Task goal
Resume the passage on Turing Pharmaceuticals' Daraprim price increase, picking up after its final sentence.

Source passage
************

It’s Turing Pharmaceuticals owner Martin Shkreli:
Back when Martin Shkreli was CEO of Retrophin, he managed to grab a few headlines by buying an old rare-disease drug, Thiola, and raising the price 2000%. Now that he’s on to his next company, Turing Pharmaceuticals, he’s done himself one better, by buying another old drug and boosting the price 5000%.
The drug is Daraprim, which Shkreli’s Turing Pharmaceuticals bought a few weeks ago from Impax Laboratories. As Healio and USA Today reported in recent days, Turing immediately hiked the price from $13.50 per pill to $750.
“Under the current pricing structure, it is estimated that the annual cost of treatment for toxoplasmosis, for the pyrimethamine component alone, will be $336,000 for patients who weigh less than 60 kg and $634,500 for patients who weigh more than 60 kg,” wrote the Infectious Diseases Society of America and the HIV Medicine Association, according to Healio‘s story. “This cost is unjustifiable for the medically vulnerable patient population in need of this medication and unsustainable for the health care system.”

************

Items stored from a collection

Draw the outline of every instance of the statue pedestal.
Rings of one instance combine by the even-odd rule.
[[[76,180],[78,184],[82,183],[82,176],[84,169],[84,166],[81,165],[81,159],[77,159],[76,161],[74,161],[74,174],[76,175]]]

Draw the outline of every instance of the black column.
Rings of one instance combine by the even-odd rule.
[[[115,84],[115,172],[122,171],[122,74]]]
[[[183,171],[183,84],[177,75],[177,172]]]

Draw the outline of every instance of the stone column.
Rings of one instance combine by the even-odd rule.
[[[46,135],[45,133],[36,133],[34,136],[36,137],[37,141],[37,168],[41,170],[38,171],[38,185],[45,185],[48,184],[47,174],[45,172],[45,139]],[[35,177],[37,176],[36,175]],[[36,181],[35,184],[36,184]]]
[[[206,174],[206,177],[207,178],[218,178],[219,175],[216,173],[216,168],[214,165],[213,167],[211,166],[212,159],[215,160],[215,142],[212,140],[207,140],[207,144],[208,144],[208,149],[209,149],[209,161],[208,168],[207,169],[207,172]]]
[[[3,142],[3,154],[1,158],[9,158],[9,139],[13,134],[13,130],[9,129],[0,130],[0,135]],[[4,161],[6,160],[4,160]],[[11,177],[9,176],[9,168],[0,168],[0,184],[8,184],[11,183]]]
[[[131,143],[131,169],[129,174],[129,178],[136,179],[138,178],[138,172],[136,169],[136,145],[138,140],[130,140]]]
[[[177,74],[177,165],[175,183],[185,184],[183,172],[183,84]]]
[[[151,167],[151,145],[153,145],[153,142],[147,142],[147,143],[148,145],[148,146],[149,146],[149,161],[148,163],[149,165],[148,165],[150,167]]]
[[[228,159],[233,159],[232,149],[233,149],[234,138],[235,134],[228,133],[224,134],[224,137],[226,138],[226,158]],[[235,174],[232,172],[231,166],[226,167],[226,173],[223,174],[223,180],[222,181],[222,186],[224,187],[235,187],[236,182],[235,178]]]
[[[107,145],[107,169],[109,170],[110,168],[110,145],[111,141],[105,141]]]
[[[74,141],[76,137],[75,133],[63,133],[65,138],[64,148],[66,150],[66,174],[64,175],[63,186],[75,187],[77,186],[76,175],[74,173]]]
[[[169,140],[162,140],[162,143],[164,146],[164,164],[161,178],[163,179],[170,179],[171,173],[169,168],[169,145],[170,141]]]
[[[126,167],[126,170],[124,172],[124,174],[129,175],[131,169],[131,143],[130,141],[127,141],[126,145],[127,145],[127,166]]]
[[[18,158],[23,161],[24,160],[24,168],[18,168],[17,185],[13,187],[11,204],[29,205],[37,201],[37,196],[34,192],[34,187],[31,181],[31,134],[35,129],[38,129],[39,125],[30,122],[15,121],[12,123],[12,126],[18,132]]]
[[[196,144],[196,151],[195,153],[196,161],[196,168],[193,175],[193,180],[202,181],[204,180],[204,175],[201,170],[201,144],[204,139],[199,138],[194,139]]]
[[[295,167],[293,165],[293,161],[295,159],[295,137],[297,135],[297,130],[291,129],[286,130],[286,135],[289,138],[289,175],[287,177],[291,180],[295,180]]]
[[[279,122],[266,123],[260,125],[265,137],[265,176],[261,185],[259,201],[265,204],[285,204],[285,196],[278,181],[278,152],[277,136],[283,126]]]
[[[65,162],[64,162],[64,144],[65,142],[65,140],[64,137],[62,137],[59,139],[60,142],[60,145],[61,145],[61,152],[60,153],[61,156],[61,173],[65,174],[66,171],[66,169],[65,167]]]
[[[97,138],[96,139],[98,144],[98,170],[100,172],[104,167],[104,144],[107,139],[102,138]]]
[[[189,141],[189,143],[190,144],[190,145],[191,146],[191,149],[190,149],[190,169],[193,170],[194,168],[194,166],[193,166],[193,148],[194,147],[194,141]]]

************

Response to this task
Shkreli’s tireless efforts to exploit the for-profit healthcare industry with no regard for the literal life-and-death implications of what he’s doing makes him a perennial contender for this award:
This is not the first time the 32-year-old Mr. Shkreli, who has a reputation for both brilliance and brashness, has been the center of controversy. He started MSMB Capital, a hedge fund company, in his 20s and drew attention for urging the Food and Drug Administration not to approve certain drugs made by companies whose stock he was shorting.
In 2011, Mr. Shkreli started Retrophin, which also acquired old neglected drugs and sharply raised their prices. Retrophin’s board fired Mr. Shkreli a year ago. Last month, it filed a complaint in Federal District Court in Manhattan, accusing him of using Retrophin as a personal piggy bank to pay back angry investors in his hedge fund.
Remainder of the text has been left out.